* Given task 1 *
Copy the passage below on the agent and lenders word for word, from start to finish.

* Selection *
• • • •
Except for notices, reports and other documents expressly herein
required to be furnished to the Lenders by the Agent, the Agent shall
not have any duty or responsibility to provide any Lender with any
credit or other information concerning the business, prospects,
operations, property, financial and other condition or creditworthiness
of the Company or any other Loan Party which may come into the
possession of any of the Agent-Related Persons.

     10.07  Indemnification of Agent.  Whether or not the
            ------------------------
transactions contemplated hereby are consummated, the Lenders shall
indemnify upon demand the Agent-Related Persons (to the extent not
reimbursed by or on behalf of the Company and without limiting the
obligation of the Company to do so), in accordance with the Lenders' Pro
Rata Shares, from and against any and all Indemnified Liabilities;
provided, however, that no Lender shall be liable for the payment
- --------  -------
to the Agent-Related Persons of any portion of such Indemnified
Liabilities to the extent they are found by a final decision of a court
of competent jurisdiction to have resulted from such Person's gross
negligence or willful misconduct.  Without limitation of the foregoing,
each Lender shall reimburse the Agent upon demand for its ratable share
of any costs or out-of-pocket expenses (including Attorney Costs)
• • • •
* Dataset entries *
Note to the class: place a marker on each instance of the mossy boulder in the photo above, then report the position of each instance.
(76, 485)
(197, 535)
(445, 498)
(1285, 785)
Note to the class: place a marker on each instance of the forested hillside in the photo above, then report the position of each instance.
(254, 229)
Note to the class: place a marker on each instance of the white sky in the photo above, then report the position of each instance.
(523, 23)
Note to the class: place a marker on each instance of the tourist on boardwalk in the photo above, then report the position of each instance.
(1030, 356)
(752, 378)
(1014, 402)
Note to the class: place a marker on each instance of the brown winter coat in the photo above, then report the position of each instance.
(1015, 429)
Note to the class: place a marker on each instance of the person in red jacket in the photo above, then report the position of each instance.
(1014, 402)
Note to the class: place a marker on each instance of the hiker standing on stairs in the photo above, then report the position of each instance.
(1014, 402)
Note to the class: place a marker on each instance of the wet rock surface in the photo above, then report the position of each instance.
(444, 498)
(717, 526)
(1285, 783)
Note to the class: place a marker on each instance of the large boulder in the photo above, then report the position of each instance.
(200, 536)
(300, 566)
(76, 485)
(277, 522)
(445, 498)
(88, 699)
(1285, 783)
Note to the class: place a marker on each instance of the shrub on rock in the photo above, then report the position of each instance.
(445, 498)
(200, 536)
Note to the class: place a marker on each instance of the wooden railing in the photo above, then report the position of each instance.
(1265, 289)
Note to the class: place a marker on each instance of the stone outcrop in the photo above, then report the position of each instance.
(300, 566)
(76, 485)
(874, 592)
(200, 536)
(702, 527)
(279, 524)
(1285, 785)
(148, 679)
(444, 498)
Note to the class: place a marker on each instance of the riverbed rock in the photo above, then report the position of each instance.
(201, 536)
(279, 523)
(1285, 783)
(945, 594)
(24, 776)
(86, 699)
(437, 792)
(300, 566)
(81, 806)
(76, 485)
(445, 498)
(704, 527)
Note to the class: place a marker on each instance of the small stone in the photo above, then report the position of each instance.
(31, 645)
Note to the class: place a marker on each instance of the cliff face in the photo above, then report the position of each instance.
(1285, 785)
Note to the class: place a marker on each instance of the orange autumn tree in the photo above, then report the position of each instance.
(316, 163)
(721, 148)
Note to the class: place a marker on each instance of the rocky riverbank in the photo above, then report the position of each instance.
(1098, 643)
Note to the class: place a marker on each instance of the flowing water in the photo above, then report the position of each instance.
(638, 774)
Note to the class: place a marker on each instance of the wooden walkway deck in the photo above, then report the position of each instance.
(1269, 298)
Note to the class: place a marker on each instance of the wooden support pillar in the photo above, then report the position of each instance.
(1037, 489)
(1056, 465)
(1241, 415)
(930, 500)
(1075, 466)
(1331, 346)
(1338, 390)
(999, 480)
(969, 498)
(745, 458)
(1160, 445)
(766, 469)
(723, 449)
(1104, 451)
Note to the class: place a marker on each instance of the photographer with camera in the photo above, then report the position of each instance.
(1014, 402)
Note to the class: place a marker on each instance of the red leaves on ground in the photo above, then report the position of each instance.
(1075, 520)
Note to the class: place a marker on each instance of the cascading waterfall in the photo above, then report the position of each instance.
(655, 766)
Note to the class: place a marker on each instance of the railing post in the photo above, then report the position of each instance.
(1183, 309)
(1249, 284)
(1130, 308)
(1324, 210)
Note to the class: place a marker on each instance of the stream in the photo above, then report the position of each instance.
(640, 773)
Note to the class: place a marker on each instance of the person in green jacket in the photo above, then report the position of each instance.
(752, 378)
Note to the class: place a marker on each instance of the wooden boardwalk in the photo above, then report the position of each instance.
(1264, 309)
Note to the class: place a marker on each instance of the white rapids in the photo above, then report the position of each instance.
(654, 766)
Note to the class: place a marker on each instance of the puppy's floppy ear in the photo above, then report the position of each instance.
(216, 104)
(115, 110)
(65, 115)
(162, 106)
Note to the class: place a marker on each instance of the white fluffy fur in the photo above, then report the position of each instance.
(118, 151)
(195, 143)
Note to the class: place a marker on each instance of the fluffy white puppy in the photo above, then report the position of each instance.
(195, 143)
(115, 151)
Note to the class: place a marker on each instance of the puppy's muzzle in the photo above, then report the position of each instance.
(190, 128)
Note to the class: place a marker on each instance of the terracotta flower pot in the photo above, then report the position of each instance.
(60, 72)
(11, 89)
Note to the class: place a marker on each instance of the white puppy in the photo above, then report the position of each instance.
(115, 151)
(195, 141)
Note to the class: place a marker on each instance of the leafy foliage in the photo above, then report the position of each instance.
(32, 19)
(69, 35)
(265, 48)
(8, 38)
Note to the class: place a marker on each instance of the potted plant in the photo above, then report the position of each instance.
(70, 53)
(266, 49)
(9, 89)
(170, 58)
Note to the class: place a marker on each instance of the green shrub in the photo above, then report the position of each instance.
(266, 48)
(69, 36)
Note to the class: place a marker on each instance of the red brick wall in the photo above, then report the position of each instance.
• • • •
* Given task 2 *
Count the lines in the records that contain the string "wooden", matching case exactly, and reply with only that number.

* Right answer 1 *
Except for notices, reports and other documents expressly herein
required to be furnished to the Lenders by the Agent, the Agent shall
not have any duty or responsibility to provide any Lender with any
credit or other information concerning the business, prospects,
operations, property, financial and other condition or creditworthiness
of the Company or any other Loan Party which may come into the
possession of any of the Agent-Related Persons.

     10.07  Indemnification of Agent.  Whether or not the
            ------------------------
transactions contemplated hereby are consummated, the Lenders shall
indemnify upon demand the Agent-Related Persons (to the extent not
reimbursed by or on behalf of the Company and without limiting the
obligation of the Company to do so), in accordance with the Lenders' Pro
Rata Shares, from and against any and all Indemnified Liabilities;
provided, however, that no Lender shall be liable for the payment
- --------  -------
to the Agent-Related Persons of any portion of such Indemnified
Liabilities to the extent they are found by a final decision of a court
of competent jurisdiction to have resulted from such Person's gross
negligence or willful misconduct.  Without limitation of the foregoing,
each Lender shall reimburse the Agent upon demand for its ratable share
of any costs or out-of-pocket expenses (including Attorney Costs)

* Right answer 2 *
4